Task instructions:
Repeat the records below exactly, from the first line through the line containing "[tag] raiders text", and leave out any pictures.

———

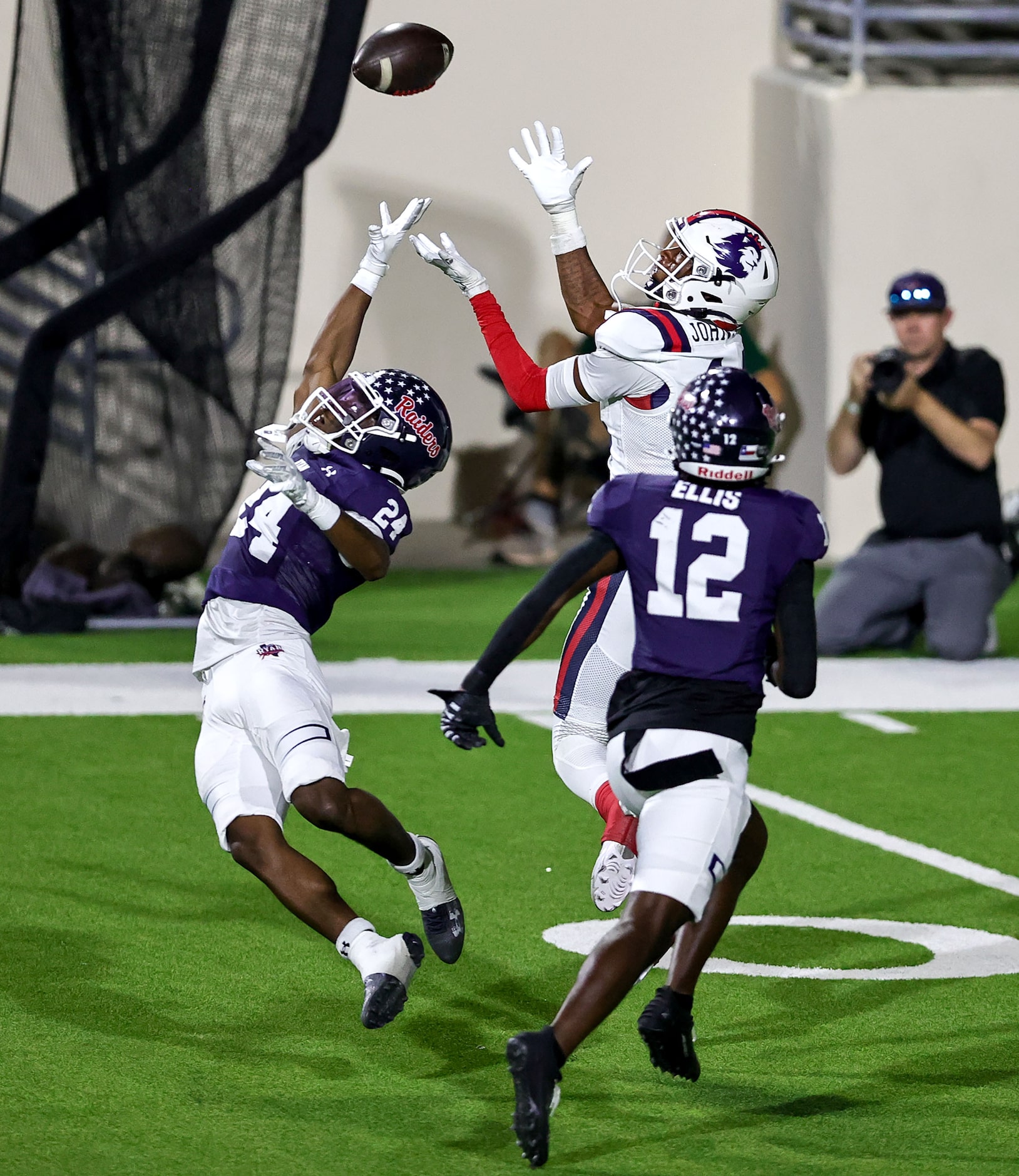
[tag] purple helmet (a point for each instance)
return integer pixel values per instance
(724, 427)
(391, 420)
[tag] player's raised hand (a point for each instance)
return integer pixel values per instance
(278, 468)
(280, 436)
(281, 472)
(463, 714)
(447, 258)
(547, 171)
(384, 238)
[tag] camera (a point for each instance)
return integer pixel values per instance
(889, 371)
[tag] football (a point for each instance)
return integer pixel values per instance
(404, 59)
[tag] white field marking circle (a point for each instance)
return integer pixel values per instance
(960, 952)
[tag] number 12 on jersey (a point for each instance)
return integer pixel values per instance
(699, 605)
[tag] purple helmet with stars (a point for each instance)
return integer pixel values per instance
(389, 420)
(724, 427)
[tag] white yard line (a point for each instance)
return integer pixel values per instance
(884, 723)
(822, 819)
(388, 686)
(854, 687)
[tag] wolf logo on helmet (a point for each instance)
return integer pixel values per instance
(712, 262)
(739, 253)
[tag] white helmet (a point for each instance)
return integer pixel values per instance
(712, 261)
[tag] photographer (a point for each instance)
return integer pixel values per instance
(932, 415)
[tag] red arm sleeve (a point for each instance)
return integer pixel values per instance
(522, 378)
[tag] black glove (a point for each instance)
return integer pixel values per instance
(462, 716)
(771, 659)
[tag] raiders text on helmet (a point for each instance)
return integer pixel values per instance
(724, 427)
(391, 420)
(712, 262)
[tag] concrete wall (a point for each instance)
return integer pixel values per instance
(638, 87)
(855, 186)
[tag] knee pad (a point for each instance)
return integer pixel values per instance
(578, 754)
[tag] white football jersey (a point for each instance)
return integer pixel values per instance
(642, 363)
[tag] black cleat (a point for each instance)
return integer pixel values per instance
(386, 991)
(441, 913)
(668, 1031)
(535, 1066)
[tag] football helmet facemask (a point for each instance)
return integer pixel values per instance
(711, 262)
(389, 420)
(724, 427)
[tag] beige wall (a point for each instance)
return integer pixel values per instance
(857, 186)
(660, 93)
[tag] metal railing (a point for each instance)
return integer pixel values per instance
(850, 36)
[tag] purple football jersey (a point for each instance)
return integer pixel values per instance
(277, 555)
(705, 565)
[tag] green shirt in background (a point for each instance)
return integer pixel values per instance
(754, 358)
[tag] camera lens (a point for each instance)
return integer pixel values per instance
(889, 371)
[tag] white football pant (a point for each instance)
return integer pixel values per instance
(598, 651)
(688, 834)
(267, 730)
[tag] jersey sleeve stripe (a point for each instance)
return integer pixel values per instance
(655, 399)
(673, 337)
(582, 636)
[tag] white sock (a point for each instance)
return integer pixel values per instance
(352, 944)
(417, 861)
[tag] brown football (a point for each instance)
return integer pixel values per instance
(404, 59)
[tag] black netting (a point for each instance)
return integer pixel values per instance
(153, 411)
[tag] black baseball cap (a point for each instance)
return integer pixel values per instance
(918, 291)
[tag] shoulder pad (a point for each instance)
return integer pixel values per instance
(642, 334)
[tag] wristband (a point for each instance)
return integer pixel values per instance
(568, 242)
(321, 510)
(479, 286)
(567, 232)
(365, 280)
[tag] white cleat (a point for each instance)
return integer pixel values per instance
(387, 968)
(441, 912)
(613, 875)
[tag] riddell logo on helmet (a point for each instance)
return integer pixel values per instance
(421, 426)
(725, 474)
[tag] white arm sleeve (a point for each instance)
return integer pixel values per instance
(605, 376)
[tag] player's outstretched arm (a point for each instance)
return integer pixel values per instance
(468, 708)
(795, 669)
(365, 552)
(333, 351)
(555, 183)
(522, 378)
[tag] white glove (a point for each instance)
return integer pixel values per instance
(382, 241)
(279, 436)
(449, 261)
(555, 183)
(282, 473)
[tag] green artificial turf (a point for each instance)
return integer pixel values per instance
(417, 616)
(161, 1014)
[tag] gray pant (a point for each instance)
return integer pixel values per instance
(883, 594)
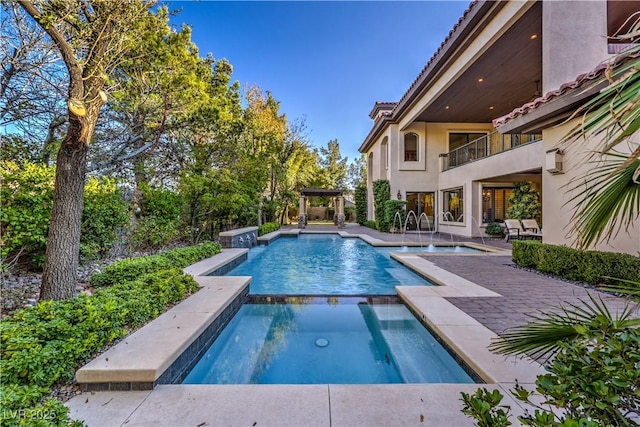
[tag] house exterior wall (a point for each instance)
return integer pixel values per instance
(556, 206)
(471, 176)
(573, 40)
(491, 32)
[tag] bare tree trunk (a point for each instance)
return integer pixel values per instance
(63, 243)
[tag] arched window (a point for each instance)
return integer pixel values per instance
(410, 147)
(384, 154)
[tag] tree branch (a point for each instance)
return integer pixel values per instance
(75, 73)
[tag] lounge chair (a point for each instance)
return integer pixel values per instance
(514, 229)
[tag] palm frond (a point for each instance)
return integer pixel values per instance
(540, 337)
(606, 200)
(623, 286)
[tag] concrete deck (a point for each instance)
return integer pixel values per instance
(472, 304)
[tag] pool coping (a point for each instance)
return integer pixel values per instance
(466, 336)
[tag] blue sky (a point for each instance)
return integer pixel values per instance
(326, 61)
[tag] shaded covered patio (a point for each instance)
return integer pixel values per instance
(307, 193)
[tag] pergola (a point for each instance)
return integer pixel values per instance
(311, 192)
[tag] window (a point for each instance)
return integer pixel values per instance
(410, 147)
(453, 205)
(384, 154)
(459, 155)
(495, 203)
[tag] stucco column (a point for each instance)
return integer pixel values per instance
(340, 210)
(302, 212)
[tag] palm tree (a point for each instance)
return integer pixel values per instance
(566, 336)
(611, 201)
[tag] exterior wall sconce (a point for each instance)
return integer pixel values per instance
(553, 161)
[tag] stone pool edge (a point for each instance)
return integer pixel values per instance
(160, 351)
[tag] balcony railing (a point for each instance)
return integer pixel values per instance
(486, 146)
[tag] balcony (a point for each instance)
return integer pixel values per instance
(486, 146)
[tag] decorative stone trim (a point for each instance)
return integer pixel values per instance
(246, 237)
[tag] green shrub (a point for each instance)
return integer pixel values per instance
(585, 266)
(104, 212)
(130, 269)
(45, 344)
(361, 204)
(371, 224)
(592, 380)
(26, 192)
(268, 227)
(392, 208)
(381, 193)
(494, 229)
(159, 222)
(524, 202)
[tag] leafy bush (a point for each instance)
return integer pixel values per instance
(524, 202)
(593, 380)
(391, 208)
(159, 221)
(371, 224)
(268, 228)
(494, 229)
(381, 193)
(130, 269)
(45, 344)
(104, 212)
(573, 264)
(361, 204)
(26, 191)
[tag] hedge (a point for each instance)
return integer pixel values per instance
(393, 209)
(268, 227)
(131, 268)
(585, 266)
(381, 193)
(361, 204)
(44, 345)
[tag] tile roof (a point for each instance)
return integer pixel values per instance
(453, 34)
(437, 52)
(580, 81)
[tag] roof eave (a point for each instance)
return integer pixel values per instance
(551, 113)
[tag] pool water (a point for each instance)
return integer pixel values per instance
(324, 264)
(328, 340)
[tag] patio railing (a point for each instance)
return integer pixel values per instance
(486, 146)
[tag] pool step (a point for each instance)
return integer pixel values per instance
(414, 350)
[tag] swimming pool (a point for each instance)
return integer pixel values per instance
(324, 264)
(330, 340)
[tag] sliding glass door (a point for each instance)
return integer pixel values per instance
(422, 204)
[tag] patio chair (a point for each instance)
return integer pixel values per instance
(531, 225)
(513, 229)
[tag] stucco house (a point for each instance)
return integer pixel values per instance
(488, 110)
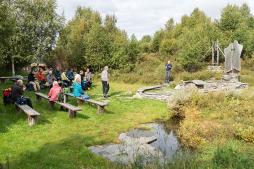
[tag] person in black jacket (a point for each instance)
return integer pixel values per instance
(17, 93)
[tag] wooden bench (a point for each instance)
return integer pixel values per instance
(3, 79)
(100, 105)
(31, 113)
(71, 109)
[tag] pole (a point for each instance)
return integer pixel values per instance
(218, 52)
(12, 66)
(213, 54)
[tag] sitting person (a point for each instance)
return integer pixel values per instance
(16, 94)
(33, 82)
(77, 88)
(54, 92)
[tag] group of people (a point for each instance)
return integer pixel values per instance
(42, 78)
(58, 82)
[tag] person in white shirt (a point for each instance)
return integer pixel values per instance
(105, 81)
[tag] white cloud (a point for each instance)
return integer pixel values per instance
(141, 17)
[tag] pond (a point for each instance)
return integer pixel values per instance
(154, 141)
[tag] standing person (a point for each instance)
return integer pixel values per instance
(70, 75)
(57, 74)
(65, 78)
(40, 76)
(88, 77)
(54, 92)
(168, 68)
(50, 78)
(77, 88)
(17, 94)
(105, 81)
(33, 82)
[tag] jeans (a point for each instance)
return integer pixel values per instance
(105, 88)
(167, 77)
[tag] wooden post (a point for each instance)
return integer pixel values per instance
(213, 54)
(72, 113)
(100, 109)
(31, 120)
(218, 52)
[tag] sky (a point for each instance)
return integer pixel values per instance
(144, 17)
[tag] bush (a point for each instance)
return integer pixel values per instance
(230, 157)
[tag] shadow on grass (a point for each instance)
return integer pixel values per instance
(69, 153)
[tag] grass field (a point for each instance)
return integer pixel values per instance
(217, 129)
(59, 142)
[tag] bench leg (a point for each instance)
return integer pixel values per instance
(51, 105)
(65, 98)
(72, 114)
(32, 120)
(100, 109)
(38, 98)
(80, 102)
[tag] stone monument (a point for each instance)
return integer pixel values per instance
(232, 61)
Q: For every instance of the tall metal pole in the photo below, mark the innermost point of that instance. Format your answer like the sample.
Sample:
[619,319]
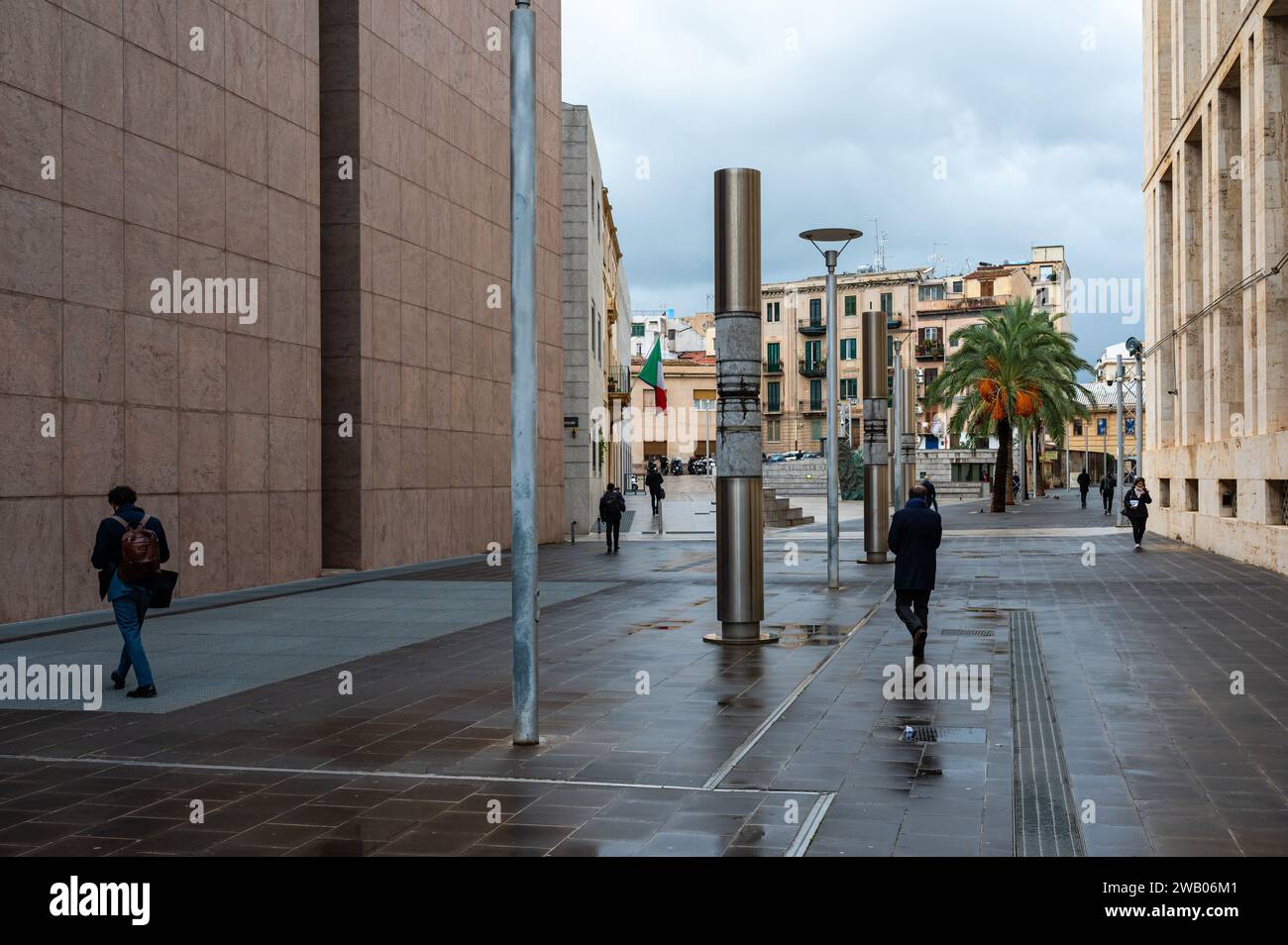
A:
[876,448]
[739,499]
[897,425]
[1140,409]
[1119,467]
[523,372]
[833,522]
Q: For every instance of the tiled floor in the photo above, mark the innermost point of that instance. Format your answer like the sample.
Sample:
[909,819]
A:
[640,717]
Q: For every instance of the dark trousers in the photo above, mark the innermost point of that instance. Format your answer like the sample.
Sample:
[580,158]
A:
[913,609]
[1137,529]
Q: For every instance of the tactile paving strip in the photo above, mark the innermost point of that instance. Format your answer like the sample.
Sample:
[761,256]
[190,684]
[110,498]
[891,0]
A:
[1046,821]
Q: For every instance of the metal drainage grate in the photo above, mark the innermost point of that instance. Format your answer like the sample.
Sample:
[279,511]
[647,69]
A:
[948,734]
[1043,810]
[791,635]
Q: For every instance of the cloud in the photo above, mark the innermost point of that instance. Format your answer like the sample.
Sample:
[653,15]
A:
[1035,111]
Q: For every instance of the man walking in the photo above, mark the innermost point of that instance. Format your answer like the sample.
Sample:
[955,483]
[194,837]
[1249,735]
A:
[930,493]
[653,480]
[129,551]
[1107,492]
[612,503]
[914,536]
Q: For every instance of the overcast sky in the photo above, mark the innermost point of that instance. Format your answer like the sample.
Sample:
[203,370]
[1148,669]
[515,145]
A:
[1030,112]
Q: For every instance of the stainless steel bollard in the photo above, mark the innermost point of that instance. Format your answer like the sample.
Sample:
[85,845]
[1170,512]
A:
[739,503]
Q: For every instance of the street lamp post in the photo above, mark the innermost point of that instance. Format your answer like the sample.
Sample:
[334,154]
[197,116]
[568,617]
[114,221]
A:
[523,373]
[832,235]
[876,445]
[1119,465]
[901,395]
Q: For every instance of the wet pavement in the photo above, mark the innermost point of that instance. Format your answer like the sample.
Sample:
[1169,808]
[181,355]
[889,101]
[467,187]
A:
[656,743]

———

Written answer:
[tag] purple helmet (a point for each instance)
return integer pixel values per instance
(724, 427)
(391, 420)
[tag] player's raised hand (a point for each instance)
return integer pixel values per instance
(278, 468)
(280, 436)
(281, 472)
(463, 714)
(447, 258)
(547, 171)
(384, 238)
[tag] camera (a point for each instance)
return integer pixel values per instance
(889, 371)
[tag] football (a point for each instance)
return integer pixel values per instance
(404, 59)
[tag] white field marking circle (a point for each instance)
return integer pixel values per instance
(960, 952)
[tag] number 12 on jersey (a point for each instance)
return integer pixel values per instance
(699, 605)
[tag] purple helmet with stars (a point for each instance)
return integer pixel values per instance
(389, 420)
(724, 427)
[tag] white yard line (a point for each instance)
return integer pixel values per instance
(884, 723)
(822, 819)
(388, 686)
(854, 687)
[tag] wolf logo on helmet (a point for each instance)
return integer pixel values per instance
(712, 262)
(739, 253)
[tag] white helmet (a point for each instance)
return integer pixel values per instance
(712, 261)
[tag] photographer (a point for each instance)
return integer pixel values per instance
(932, 415)
[tag] red arm sleeve (a point for each instance)
return integer pixel values per instance
(522, 378)
[tag] black glove (a point for each instance)
return integer pixel values per instance
(462, 716)
(771, 659)
[tag] raiders text on helmet (a point for each instance)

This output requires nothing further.